### [What is being asked]
Recast the rows below as a numbered list with no blank lines between items, covering every row. Don't include the pictures in your answer.

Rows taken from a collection

──────

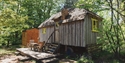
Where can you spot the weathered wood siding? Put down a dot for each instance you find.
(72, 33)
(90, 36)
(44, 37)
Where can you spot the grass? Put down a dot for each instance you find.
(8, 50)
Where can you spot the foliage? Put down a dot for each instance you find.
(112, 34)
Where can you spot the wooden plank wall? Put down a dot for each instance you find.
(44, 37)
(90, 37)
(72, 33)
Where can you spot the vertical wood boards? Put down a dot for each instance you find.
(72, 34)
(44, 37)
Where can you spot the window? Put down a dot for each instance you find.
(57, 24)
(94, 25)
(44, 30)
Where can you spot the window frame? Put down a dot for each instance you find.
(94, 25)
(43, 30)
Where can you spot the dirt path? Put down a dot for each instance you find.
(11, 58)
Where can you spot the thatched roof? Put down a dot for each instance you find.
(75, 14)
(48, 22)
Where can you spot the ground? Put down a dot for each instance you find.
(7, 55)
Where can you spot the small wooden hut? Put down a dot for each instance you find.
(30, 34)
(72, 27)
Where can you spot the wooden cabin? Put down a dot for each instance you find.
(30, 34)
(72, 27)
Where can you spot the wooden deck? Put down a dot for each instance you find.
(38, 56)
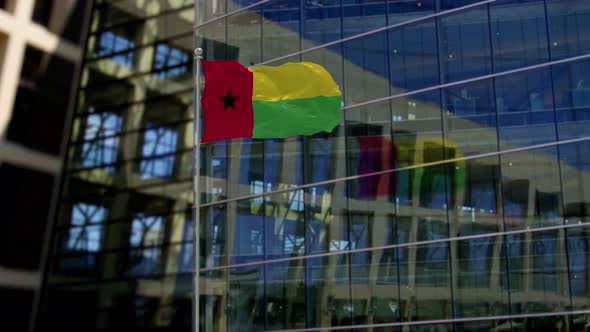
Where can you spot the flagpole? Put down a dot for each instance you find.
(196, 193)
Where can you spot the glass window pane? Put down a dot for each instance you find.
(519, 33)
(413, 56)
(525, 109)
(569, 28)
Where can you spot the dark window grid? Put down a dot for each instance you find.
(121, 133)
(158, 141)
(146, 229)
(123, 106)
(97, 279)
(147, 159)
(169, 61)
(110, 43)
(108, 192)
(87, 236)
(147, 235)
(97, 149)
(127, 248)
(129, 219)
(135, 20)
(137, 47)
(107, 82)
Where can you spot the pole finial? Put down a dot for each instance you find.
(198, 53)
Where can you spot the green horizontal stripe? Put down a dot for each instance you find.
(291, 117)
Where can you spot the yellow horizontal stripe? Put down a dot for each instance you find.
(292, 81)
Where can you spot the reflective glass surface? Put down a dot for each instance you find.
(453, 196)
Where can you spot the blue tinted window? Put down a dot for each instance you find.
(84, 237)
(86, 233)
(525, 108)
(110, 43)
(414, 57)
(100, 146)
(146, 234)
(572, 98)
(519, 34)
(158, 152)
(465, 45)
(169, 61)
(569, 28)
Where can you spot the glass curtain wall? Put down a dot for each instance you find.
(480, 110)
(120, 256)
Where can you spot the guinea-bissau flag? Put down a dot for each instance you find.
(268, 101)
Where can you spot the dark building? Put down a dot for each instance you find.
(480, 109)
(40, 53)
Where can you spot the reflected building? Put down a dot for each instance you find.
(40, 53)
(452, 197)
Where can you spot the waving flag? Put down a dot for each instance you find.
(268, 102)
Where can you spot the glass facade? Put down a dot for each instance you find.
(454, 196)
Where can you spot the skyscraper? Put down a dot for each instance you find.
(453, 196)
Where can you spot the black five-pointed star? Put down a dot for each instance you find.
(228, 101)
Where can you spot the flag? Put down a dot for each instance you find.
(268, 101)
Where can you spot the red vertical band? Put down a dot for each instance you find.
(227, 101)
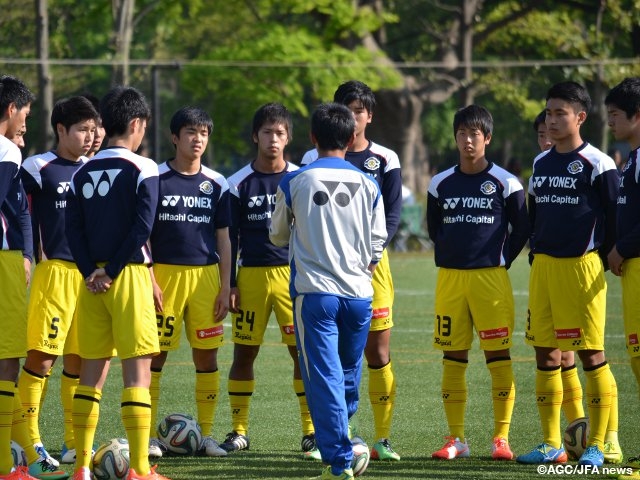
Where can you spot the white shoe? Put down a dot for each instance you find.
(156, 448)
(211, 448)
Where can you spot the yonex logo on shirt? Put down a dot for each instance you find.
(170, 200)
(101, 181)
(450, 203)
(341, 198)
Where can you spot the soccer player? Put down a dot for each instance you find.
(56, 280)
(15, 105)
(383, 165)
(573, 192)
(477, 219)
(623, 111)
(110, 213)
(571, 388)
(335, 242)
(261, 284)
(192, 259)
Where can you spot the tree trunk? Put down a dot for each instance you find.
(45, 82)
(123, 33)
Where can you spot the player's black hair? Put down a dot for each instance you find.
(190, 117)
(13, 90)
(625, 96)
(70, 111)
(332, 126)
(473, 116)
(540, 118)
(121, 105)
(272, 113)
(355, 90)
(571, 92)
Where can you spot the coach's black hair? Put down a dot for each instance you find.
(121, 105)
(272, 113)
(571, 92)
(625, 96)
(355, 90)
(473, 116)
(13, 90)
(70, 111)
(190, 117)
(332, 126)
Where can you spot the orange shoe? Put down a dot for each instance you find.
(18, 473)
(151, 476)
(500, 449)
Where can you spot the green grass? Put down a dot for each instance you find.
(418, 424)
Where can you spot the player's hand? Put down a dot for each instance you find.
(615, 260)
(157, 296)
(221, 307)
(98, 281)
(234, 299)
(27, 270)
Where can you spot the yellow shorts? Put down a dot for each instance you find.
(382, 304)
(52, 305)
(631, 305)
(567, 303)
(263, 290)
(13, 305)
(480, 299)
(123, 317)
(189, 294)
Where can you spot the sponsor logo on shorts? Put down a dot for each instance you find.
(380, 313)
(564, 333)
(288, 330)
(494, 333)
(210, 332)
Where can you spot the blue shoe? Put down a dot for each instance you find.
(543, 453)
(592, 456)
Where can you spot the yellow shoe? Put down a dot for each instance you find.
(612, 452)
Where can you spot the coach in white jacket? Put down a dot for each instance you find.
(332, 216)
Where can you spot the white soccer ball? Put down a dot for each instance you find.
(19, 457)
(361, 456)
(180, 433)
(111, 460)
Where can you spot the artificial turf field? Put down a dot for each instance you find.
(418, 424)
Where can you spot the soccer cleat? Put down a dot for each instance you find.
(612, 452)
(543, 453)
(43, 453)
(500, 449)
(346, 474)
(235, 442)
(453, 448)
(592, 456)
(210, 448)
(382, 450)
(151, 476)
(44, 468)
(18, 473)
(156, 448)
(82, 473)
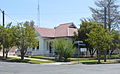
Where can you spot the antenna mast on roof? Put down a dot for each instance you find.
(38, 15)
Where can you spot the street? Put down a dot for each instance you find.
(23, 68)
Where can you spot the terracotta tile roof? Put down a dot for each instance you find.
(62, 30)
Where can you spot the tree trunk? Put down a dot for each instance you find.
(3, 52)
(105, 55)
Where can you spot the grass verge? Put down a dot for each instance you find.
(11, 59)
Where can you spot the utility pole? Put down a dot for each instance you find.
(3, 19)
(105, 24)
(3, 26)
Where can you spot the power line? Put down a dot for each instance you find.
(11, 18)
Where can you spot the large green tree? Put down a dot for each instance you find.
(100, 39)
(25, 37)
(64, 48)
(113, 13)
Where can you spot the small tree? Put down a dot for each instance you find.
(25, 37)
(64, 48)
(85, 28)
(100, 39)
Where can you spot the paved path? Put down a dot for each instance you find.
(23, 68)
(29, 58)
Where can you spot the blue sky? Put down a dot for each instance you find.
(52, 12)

──────

### [Output below]
1. Where can you spot the weathered wood siding? Put down a dot for each instance you find.
2. (72, 33)
3. (90, 36)
4. (44, 37)
5. Where can you spot the grass? Put down a dot for each instance you find.
6. (8, 50)
7. Where can you spot the foliage? Put down a dot for each instance you find.
8. (112, 34)
9. Where can you spot the wooden plank wall? Put down a dot for each instance you find.
10. (44, 37)
11. (90, 37)
12. (72, 33)
13. Where can you spot the vertical wood boards? Put down a dot for each instance you find.
14. (72, 34)
15. (44, 37)
16. Where can you spot the window? Put down a dot for each instance you find.
17. (57, 24)
18. (94, 25)
19. (44, 30)
20. Where can you spot the window frame? Put down a dot for each instance you find.
21. (94, 25)
22. (43, 30)
23. Where can you spot the dirt path? Put down a dot for each instance you find.
24. (11, 58)
25. Where can you spot the thatched roof? Put down a dot for each instance you find.
26. (75, 14)
27. (48, 22)
28. Where can you spot the ground? Put down a dot for each instance you find.
29. (7, 55)
30. Where can you spot the small wooden hut? Put down a dot for each instance you find.
31. (30, 34)
32. (72, 27)
33. Where can you spot the wooden cabin? Put down a dot for each instance you find.
34. (30, 34)
35. (72, 27)
36. Where can you spot the wooden deck? Put down a dot for each instance you find.
37. (38, 56)
38. Where can you spot the flagpole? Put down a dot for each instance you find.
39. (196, 193)
40. Where can you spot the glass window pane? Put down a dot for each instance you find.
41. (519, 33)
42. (413, 56)
43. (525, 109)
44. (569, 28)
45. Where can you spot the dark window grid? Put down a dot for each instance you find.
46. (121, 133)
47. (158, 141)
48. (146, 229)
49. (123, 106)
50. (97, 279)
51. (147, 159)
52. (169, 61)
53. (110, 43)
54. (108, 192)
55. (87, 236)
56. (147, 235)
57. (97, 149)
58. (127, 248)
59. (129, 219)
60. (135, 20)
61. (137, 47)
62. (107, 82)
63. Where can you spot the pole finial? Put down a dot for each instance you find.
64. (198, 53)
65. Where can you spot the green horizontal stripe? Put down a dot for each instance you find.
66. (291, 117)
67. Where can you spot the yellow horizontal stripe? Put down a dot for each instance you find.
68. (292, 81)
69. Where can you spot the reflective glass surface? Put down a dot for each instance you find.
70. (453, 196)
71. Where can you spot the blue tinted window? Put down a dot for each instance you find.
72. (84, 237)
73. (86, 233)
74. (525, 108)
75. (110, 43)
76. (414, 57)
77. (100, 146)
78. (146, 234)
79. (572, 98)
80. (519, 34)
81. (158, 152)
82. (465, 45)
83. (169, 61)
84. (569, 28)
85. Where can you spot the glass curtain wall? Put down a dot for each instance you find.
86. (480, 110)
87. (120, 256)
88. Where can you spot the guinea-bissau flag? Put down a dot for each instance you find.
89. (268, 101)
90. Where can you spot the dark building? Put down a dot for each instance you find.
91. (480, 109)
92. (40, 53)
93. Where can you spot the reflected building? Put down a dot for each instance you find.
94. (40, 53)
95. (452, 197)
96. Where can you spot the waving flag? Put down a dot for each instance you find.
97. (268, 102)
98. Where can you spot the glass facade? Put down a dot for each instance you find.
99. (454, 196)
100. Where can you spot the skyscraper? Put down a dot for each instance you find.
101. (453, 196)
102. Where can you spot the black five-pointed star? Put down a dot for each instance you find.
103. (228, 101)
104. Where can you spot the flag? Put down a dot for each instance you find.
105. (268, 101)
106. Where can you spot the red vertical band? Put down a dot for each instance you find.
107. (227, 101)
108. Where can you spot the white shoe? Put down a dot for each instance you find.
109. (156, 448)
110. (211, 448)
111. Where can you spot the yonex logo on shirt? Put down a dot for each instance you find.
112. (170, 200)
113. (101, 181)
114. (450, 203)
115. (341, 198)
116. Where can you spot the soccer player? Put down a dot for each instance you find.
117. (56, 280)
118. (15, 105)
119. (383, 165)
120. (573, 192)
121. (477, 219)
122. (623, 111)
123. (110, 213)
124. (571, 388)
125. (335, 242)
126. (261, 284)
127. (192, 259)
128. Where can you spot the tree trunk? Put down a dot for each instance you find.
129. (45, 82)
130. (123, 33)
131. Where can you spot the player's black hair? Put down a dot for each instance you find.
132. (190, 117)
133. (13, 90)
134. (625, 96)
135. (70, 111)
136. (332, 126)
137. (473, 116)
138. (540, 118)
139. (121, 105)
140. (272, 113)
141. (355, 90)
142. (571, 92)
143. Where can you spot the coach's black hair? Put down a dot for each instance you find.
144. (121, 105)
145. (272, 113)
146. (571, 92)
147. (625, 96)
148. (355, 90)
149. (473, 116)
150. (13, 90)
151. (70, 111)
152. (190, 117)
153. (332, 126)
154. Where can you spot the orange shoe? Put down a dot for each instance you find.
155. (18, 473)
156. (151, 476)
157. (500, 449)
158. Where can you spot the green grass? Put down a dot for each instance you find.
159. (418, 424)
160. Where can you spot the player's hand? Put down a dot for each instance you find.
161. (615, 260)
162. (157, 296)
163. (221, 307)
164. (98, 281)
165. (234, 299)
166. (27, 270)
167. Where can you spot the yellow shorts? Put down a dot for each instance you find.
168. (382, 304)
169. (52, 305)
170. (631, 305)
171. (567, 303)
172. (263, 290)
173. (13, 305)
174. (480, 299)
175. (123, 317)
176. (189, 294)
177. Where can you spot the sponsor logo on shorts? Put down a dot for each instance you find.
178. (380, 313)
179. (564, 333)
180. (288, 330)
181. (494, 333)
182. (210, 332)
183. Where can you spot the blue shoe? Put down a dot for each instance you find.
184. (543, 453)
185. (592, 456)
186. Where can you spot the yellow shoe? Put down a dot for each instance you find.
187. (612, 452)
188. Where can you spot the coach in white jacket? Put down a dot for each instance you find.
189. (332, 216)
190. Where can you spot the white soccer ball? Put down a dot for each instance you find.
191. (19, 457)
192. (361, 456)
193. (180, 433)
194. (111, 460)
195. Where can you spot the artificial turf field? Put down a dot for each instance you find.
196. (418, 424)
197. Where can you spot the soccer cleat? Put down a dot for each instance you find.
198. (612, 452)
199. (543, 453)
200. (43, 453)
201. (500, 449)
202. (346, 474)
203. (235, 442)
204. (453, 448)
205. (592, 456)
206. (210, 448)
207. (382, 450)
208. (151, 476)
209. (44, 468)
210. (18, 473)
211. (156, 448)
212. (82, 473)
213. Where can you spot the antenna mast on roof? Put down a dot for each instance you find.
214. (38, 15)
215. Where can you spot the street? Put down a dot for each instance you find.
216. (23, 68)
217. Where can you spot the terracotta tile roof? Put down a dot for each instance you find.
218. (62, 30)
219. Where can you spot the tree trunk? Put down a dot for each instance you find.
220. (3, 52)
221. (105, 55)
222. Where can you spot the grass verge? Put down a dot for each instance you find.
223. (11, 59)
224. Where can you spot the utility pole? Put down a dot for each instance you find.
225. (3, 19)
226. (105, 24)
227. (3, 26)
228. Where can you spot the power line? Put down a dot for each instance you find.
229. (11, 18)
230. Where can you spot the large green tree? Put down a dot for each instance you find.
231. (100, 39)
232. (25, 37)
233. (64, 48)
234. (113, 13)
235. Where can you spot the small tree? Put down a dot for each instance you find.
236. (25, 37)
237. (64, 48)
238. (85, 28)
239. (100, 39)
240. Where can you spot the paved path? Put down a dot for each instance you find.
241. (23, 68)
242. (29, 58)
243. Where can you spot the blue sky? Put down a dot for each instance you find.
244. (52, 12)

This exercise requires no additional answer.